▶ **TASK BRIEF**:
Copy out verbatim the part of the entries below that begins with the line containing "(format x=435, y=661)" and ends with the line containing "x=281, y=694", keeping both of those lines.

▶ **GIVEN DATA**:
○ ○ ○

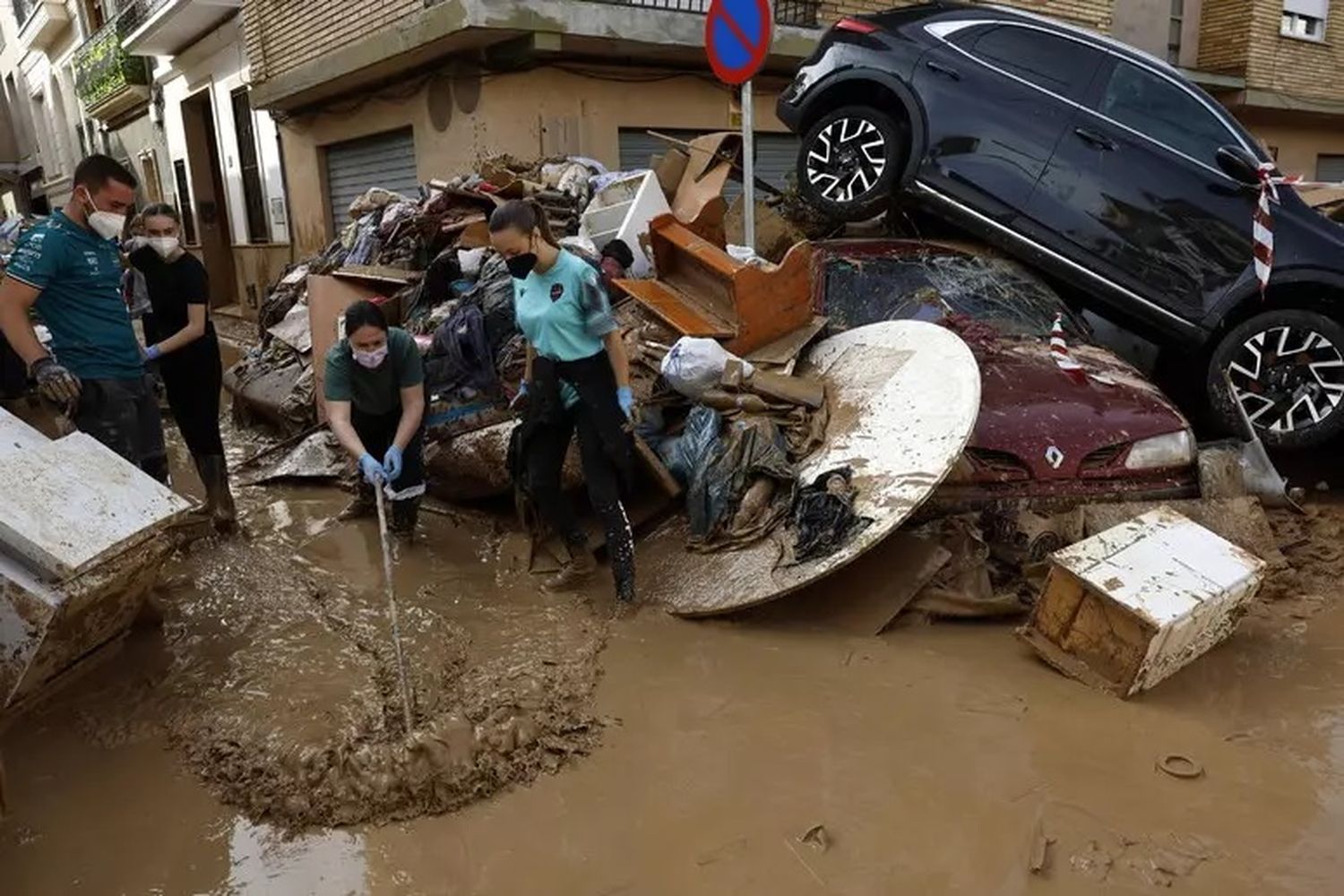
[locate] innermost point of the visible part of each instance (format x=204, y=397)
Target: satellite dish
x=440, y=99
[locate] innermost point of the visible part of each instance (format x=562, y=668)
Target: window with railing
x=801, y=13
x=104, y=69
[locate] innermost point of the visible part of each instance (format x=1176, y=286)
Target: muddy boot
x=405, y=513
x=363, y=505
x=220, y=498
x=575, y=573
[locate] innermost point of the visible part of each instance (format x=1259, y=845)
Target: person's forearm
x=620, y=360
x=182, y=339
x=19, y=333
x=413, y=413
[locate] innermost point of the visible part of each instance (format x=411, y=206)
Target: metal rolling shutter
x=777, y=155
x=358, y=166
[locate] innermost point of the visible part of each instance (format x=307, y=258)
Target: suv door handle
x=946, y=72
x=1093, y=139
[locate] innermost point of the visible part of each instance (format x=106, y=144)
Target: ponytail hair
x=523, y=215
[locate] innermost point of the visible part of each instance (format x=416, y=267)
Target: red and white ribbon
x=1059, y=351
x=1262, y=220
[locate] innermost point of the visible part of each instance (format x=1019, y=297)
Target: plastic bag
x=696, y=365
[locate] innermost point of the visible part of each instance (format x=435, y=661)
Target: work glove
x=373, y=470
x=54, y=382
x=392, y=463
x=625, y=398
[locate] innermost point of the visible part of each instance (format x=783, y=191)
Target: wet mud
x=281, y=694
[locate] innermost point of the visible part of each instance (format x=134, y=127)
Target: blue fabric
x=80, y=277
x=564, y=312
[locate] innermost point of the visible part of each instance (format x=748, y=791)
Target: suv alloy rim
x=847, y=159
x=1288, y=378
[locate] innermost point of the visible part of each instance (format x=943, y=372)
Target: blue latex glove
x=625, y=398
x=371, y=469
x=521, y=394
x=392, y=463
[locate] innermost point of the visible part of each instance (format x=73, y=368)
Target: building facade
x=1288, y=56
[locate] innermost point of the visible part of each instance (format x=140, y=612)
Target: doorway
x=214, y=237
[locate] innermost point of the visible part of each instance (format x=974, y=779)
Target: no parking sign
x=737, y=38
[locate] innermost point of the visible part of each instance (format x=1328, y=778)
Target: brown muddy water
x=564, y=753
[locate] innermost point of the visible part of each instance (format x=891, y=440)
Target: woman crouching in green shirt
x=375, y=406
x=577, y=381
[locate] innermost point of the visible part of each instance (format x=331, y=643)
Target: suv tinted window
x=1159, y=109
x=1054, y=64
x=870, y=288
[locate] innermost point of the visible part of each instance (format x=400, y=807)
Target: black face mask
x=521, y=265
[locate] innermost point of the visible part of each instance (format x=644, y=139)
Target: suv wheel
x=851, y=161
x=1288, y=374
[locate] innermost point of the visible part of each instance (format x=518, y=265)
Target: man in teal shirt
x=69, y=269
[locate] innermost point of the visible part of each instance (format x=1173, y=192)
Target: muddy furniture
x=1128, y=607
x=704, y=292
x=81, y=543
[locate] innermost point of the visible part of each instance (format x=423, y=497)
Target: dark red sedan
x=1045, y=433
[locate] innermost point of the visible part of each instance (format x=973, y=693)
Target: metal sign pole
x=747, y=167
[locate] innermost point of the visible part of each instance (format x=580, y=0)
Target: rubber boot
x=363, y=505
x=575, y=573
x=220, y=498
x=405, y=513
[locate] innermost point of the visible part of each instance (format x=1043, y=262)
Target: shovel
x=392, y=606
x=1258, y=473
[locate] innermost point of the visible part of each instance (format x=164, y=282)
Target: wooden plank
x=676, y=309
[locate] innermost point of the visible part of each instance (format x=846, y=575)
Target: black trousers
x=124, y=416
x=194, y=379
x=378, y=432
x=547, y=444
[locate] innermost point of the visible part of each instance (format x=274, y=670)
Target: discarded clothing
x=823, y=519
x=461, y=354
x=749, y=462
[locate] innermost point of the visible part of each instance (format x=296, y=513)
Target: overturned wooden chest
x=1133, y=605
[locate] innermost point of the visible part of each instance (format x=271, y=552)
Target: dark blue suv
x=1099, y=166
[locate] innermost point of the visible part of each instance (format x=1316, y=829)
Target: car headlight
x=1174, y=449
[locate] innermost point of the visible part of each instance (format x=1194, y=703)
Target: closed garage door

○ ○ ○

▶ **RESULT**:
[locate] innermost point of the visible part of each instance (format x=435, y=661)
Target: work glove
x=373, y=470
x=54, y=382
x=392, y=463
x=625, y=398
[locate] innermost point of the visible part of each instance (format x=783, y=191)
Target: wet mud
x=281, y=694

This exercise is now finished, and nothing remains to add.